Stated goal
Return the listing below verbatim. Pictures do not belong in the copy.

Recorded information
----
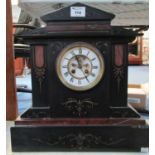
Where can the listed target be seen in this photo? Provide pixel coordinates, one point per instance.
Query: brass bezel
(61, 56)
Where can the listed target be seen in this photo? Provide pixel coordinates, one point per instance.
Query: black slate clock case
(63, 119)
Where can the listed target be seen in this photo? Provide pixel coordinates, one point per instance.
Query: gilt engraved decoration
(40, 75)
(80, 140)
(79, 107)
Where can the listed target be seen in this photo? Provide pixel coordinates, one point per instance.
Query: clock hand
(80, 67)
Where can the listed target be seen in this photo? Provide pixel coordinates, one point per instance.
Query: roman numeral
(88, 53)
(65, 66)
(66, 73)
(73, 54)
(92, 74)
(79, 82)
(80, 51)
(93, 59)
(72, 79)
(66, 58)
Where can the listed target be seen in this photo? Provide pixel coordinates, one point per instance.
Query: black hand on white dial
(80, 67)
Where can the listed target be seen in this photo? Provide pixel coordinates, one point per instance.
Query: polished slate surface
(136, 75)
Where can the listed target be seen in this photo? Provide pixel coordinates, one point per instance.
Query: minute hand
(80, 67)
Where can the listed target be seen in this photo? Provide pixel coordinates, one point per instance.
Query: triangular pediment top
(78, 12)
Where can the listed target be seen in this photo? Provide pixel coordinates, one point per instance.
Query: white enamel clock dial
(80, 66)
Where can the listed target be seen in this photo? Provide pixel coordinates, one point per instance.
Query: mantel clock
(79, 82)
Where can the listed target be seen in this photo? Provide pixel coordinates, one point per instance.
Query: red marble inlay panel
(118, 55)
(39, 56)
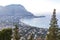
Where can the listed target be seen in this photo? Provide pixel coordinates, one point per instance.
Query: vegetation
(6, 34)
(16, 33)
(53, 29)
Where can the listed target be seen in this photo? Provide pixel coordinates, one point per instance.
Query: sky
(35, 6)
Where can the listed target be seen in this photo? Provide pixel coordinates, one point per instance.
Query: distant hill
(15, 10)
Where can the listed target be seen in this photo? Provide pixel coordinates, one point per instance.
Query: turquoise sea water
(40, 22)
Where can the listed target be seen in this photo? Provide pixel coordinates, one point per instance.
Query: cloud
(35, 6)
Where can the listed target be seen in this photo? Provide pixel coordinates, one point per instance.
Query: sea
(42, 22)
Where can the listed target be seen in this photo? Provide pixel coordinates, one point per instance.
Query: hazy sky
(35, 6)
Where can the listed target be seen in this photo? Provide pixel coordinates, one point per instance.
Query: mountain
(14, 10)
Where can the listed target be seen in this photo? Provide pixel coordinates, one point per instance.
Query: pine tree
(30, 37)
(53, 29)
(16, 33)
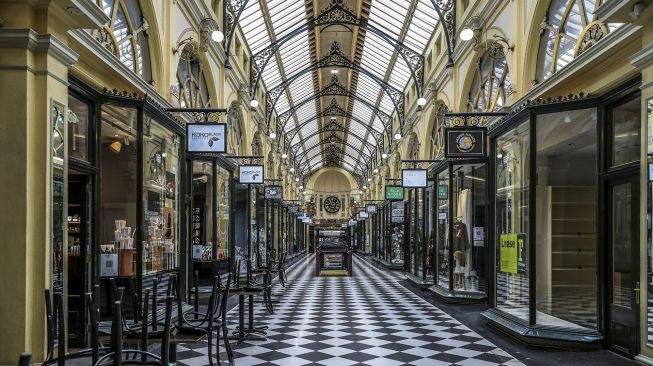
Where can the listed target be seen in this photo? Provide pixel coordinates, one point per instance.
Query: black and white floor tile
(367, 319)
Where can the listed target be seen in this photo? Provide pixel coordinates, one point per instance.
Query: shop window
(202, 211)
(161, 198)
(223, 192)
(118, 218)
(491, 80)
(193, 89)
(442, 229)
(78, 118)
(512, 220)
(624, 123)
(649, 217)
(468, 235)
(569, 28)
(565, 246)
(126, 35)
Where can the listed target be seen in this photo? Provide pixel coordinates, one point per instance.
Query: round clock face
(332, 204)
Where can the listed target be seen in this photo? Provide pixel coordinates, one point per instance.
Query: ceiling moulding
(607, 45)
(86, 40)
(90, 9)
(38, 43)
(643, 58)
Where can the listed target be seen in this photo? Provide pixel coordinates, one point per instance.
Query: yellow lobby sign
(511, 253)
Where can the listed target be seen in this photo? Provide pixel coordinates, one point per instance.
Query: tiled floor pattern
(367, 319)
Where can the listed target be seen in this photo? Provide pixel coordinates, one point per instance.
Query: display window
(511, 203)
(565, 212)
(460, 226)
(160, 198)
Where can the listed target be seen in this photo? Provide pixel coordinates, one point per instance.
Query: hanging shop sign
(443, 192)
(331, 204)
(413, 178)
(512, 253)
(273, 192)
(465, 142)
(250, 174)
(394, 193)
(397, 213)
(206, 137)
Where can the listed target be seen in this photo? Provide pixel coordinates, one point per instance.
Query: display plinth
(543, 336)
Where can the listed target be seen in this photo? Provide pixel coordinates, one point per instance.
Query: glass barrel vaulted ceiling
(352, 139)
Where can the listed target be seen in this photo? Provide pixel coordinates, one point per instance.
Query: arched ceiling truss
(379, 46)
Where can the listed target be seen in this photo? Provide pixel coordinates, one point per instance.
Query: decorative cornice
(614, 39)
(643, 58)
(38, 43)
(86, 40)
(92, 11)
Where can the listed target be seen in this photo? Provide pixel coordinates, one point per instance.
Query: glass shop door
(80, 233)
(623, 264)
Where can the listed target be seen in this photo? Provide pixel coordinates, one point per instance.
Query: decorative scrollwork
(594, 32)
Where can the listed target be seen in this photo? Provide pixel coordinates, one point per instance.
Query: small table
(252, 333)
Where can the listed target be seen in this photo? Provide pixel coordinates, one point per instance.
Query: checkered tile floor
(367, 319)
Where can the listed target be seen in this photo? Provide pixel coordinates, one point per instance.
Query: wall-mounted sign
(250, 174)
(206, 137)
(512, 253)
(273, 192)
(443, 192)
(394, 193)
(397, 213)
(465, 142)
(413, 178)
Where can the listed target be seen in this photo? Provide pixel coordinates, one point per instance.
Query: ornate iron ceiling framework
(335, 110)
(278, 48)
(334, 88)
(335, 58)
(338, 14)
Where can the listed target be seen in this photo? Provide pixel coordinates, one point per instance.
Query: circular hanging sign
(332, 204)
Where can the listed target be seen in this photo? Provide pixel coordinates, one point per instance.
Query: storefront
(564, 182)
(459, 252)
(118, 183)
(211, 192)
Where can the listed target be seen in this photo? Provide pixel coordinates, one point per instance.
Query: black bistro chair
(119, 357)
(54, 324)
(215, 319)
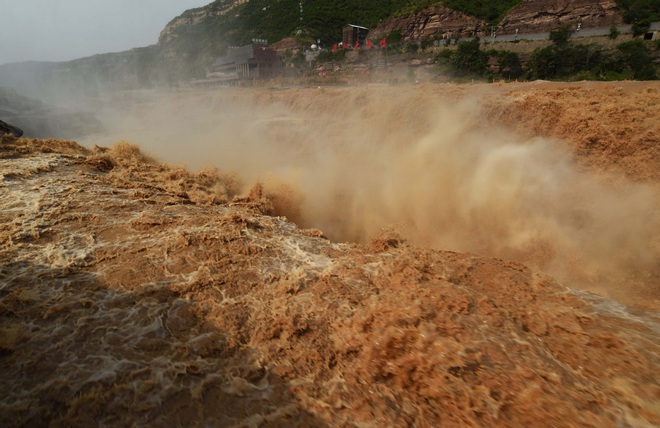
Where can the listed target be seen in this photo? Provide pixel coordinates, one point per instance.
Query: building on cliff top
(249, 62)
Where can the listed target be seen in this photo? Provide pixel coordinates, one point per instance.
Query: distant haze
(48, 30)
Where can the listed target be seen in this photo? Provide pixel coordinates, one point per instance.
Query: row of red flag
(368, 45)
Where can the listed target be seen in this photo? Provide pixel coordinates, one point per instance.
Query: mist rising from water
(353, 163)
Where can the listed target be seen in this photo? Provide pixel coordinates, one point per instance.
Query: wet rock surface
(133, 292)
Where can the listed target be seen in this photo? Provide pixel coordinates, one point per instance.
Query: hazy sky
(60, 30)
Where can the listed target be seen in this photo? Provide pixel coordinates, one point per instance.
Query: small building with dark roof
(253, 61)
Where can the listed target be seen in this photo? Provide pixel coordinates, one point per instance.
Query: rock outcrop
(534, 16)
(434, 22)
(531, 16)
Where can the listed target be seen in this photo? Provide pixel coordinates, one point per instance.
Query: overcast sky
(60, 30)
----
Response for this exercise
Where can the listed target be seen in this photo? Provide pixel coordinates, one point per instance.
Query: brass bezel
(61, 56)
Where can the listed target be seen in this photo? Provide pixel coordinates, one point per instance.
Query: black slate clock case
(63, 119)
Where can the listed target be seen in this photo? Provide pixel coordinates, one point per instance.
Query: gilt engraved decoration
(40, 75)
(80, 140)
(79, 107)
Where can the listed target be seen in this photo? Provide pixel coordinates, one point per instance.
Query: clock hand
(80, 67)
Where can the listed target be seen in this photo? Provide pixel coordinates, one point per instance.
Query: roman numeral
(88, 53)
(65, 66)
(66, 73)
(73, 54)
(92, 74)
(79, 82)
(80, 51)
(93, 59)
(72, 79)
(66, 58)
Where can the listed target be seen in this photo? Provide pixel coordinates, one point per instance.
Query: black hand on white dial
(80, 67)
Where can the listed target be seen in this photo? Provide pixel coordinates, one point per instance.
Query: polished slate surface
(136, 75)
Where can the listed target be seen in this photo? Provide pixel coordinates, one point per instance.
Query: minute hand
(80, 67)
Where can the listed target be seen in this photo? Provide pixel coordinates, one point per instance.
Query: triangular pediment top
(78, 12)
Where can the listed target be seen in this photo? Provide pixel coordinates, one point per instance.
Query: white enamel clock dial
(80, 66)
Where can the listed target be seen in this photo? Provide pixel coordinates, one point per instance.
Query: mantel clock
(79, 82)
Where can the listed target be seen in this photo? Provide pixel coordinates, one point per instance.
Query: red marble inlay panel
(118, 55)
(39, 56)
Where can the listed target be seen in this photo? Provide pixel coordinates, one point per instance.
Query: vegetation
(6, 34)
(16, 33)
(53, 29)
Where can the listed target be seen in this photo? Provide pixel coordinates, one point per instance.
Query: sky
(35, 6)
Where can the listed target be seen in this photo? Provide pixel coordinates, one point per instance.
Query: distant hill
(15, 10)
Where can the listed target be seen in this photo? Provide pixel coordinates, one point per instance.
Query: turquoise sea water
(40, 22)
Where can the listed target be seen in this photo? Provide pixel coordinates, one point per instance.
Query: cloud
(35, 6)
Where can the listed target be seen in this photo? Provide pixel coordinates, one point per instance.
Query: sea
(42, 22)
Where can the listed target be seen in this photo? Provide pixel coordinates, one point per instance.
Query: hazy sky
(35, 6)
Where can the listed target be seen in this photo? Provide pixel coordinates, one point per instance.
Query: mountain
(14, 10)
Where can the listed target be seen in this photo? Provide pixel coordinates, one point per instance.
Query: pine tree
(30, 37)
(53, 29)
(16, 33)
Where can the listed target be seen in this photo? Provide pixel coordinates, one point per instance.
Query: black and white floor tile
(367, 319)
Where can the listed target be seen in this photo? Provide pixel coordinates, one point per instance.
Query: shop window
(202, 211)
(161, 198)
(223, 192)
(118, 218)
(491, 80)
(193, 89)
(442, 229)
(78, 118)
(512, 220)
(624, 123)
(649, 217)
(468, 235)
(569, 28)
(565, 246)
(126, 35)
Where can the listed target be seen in this photo? Provide pixel coordinates, one point per instance.
Query: round clock face
(332, 204)
Where can the listed target be seen in this photo? Provide pixel coordinates, one point per instance.
Query: ceiling moulding
(607, 45)
(86, 40)
(90, 9)
(38, 43)
(643, 58)
Where can the listed target be seen in this photo? Provide pixel coordinates, one point per instance.
Query: yellow lobby sign
(511, 253)
Where can the listed target be seen in this photo? Provide pixel coordinates, one point per instance.
Query: tiled floor pattern
(367, 319)
Where can the listed target be seen in this photo? Provide pixel coordinates, one point per instance.
Query: display window
(511, 203)
(565, 212)
(460, 226)
(160, 198)
Where can the listed target be seen in this photo? Provide pixel coordinates, one point per instance.
Query: hanging shop sign
(443, 192)
(331, 204)
(413, 178)
(512, 253)
(273, 192)
(465, 142)
(250, 174)
(394, 193)
(397, 213)
(206, 137)
Where can the listed target be seen in this photo? Provide pixel coordinates, one point per instance.
Query: display plinth
(543, 336)
Where can the listed target be seen in this photo? Provide pixel coordinates, one point per instance.
Query: glass barrel vaulted ceiling
(352, 139)
Where can the listed target be seen in this photo? Provide pixel coordinates, one point per instance.
Query: arched ceiling truss
(379, 46)
Where can the listed target be seen in this photo? Provide pixel coordinates, one point per instance.
Query: decorative cornice
(614, 39)
(643, 58)
(38, 43)
(86, 40)
(92, 11)
Where can the listed target be seen in this photo? Provide pixel coordinates, one point per instance.
Query: glass shop door
(80, 233)
(623, 264)
Where can the listed target be seen in this photo? Provide pixel coordinates, one point per instance.
Query: decorative scrollwork
(594, 32)
Where can the listed target be seen in this photo? Provide pixel coordinates, one point per instance.
Query: small table
(252, 333)
Where can the listed target be seen in this photo? Provide pixel coordinates, one point per instance.
Query: checkered tile floor
(367, 319)
Where can the listed target be seen in this photo? Provide pixel coordinates, one point per instance.
Query: wall-mounted sign
(250, 174)
(206, 137)
(512, 253)
(273, 192)
(443, 192)
(394, 193)
(397, 213)
(465, 142)
(413, 178)
Where can the listed target be seen in this photo? Provide pixel coordinates, one point per instance.
Query: ornate iron ceiling framework
(335, 110)
(278, 48)
(334, 88)
(335, 58)
(338, 14)
Where can the listed target be seen in this photo? Provide pixel coordinates, one point per instance.
Query: circular hanging sign
(332, 204)
Where can the listed target be seen in this photo? Provide pixel coordinates, one point per instance.
Query: storefront
(564, 182)
(459, 252)
(118, 183)
(211, 192)
Where can the listed target be seen in this photo? Provide pixel coordinates, one point per instance.
Query: black bistro chair
(119, 357)
(54, 324)
(215, 319)
Where can the listed target be seen in this photo? Provide pixel coordinates, one point per instance.
Query: building on cliff top
(249, 62)
Where can the listed target be seen in this photo? Provide pixel coordinates, one point per instance.
Query: distant haze
(48, 30)
Where can the listed target be seen in this photo? Provide pixel coordinates, one point per instance.
Query: row of red flag
(368, 45)
Where can the listed target be seen in this photo? Provide pixel coordinates, one point per instance.
Query: mist rising from water
(353, 163)
Where can the listed target be seen in this photo? Provide pixel coordinates, one point per instance.
Query: wet rock surface
(133, 292)
Where can the listed target be seen in this photo? Provide pixel coordinates, one point per instance.
Query: hazy sky
(60, 30)
Where can the listed target be seen in this photo? Provide pixel coordinates, one point per instance.
Query: small building with dark roof
(253, 61)
Where can the listed target be seen in this photo? Provide pixel coordinates, one point per instance.
Query: rock outcrop
(534, 16)
(434, 22)
(531, 16)
Where can the listed target be seen in this photo? Provide pixel coordinates, one point per instance.
Query: overcast sky
(60, 30)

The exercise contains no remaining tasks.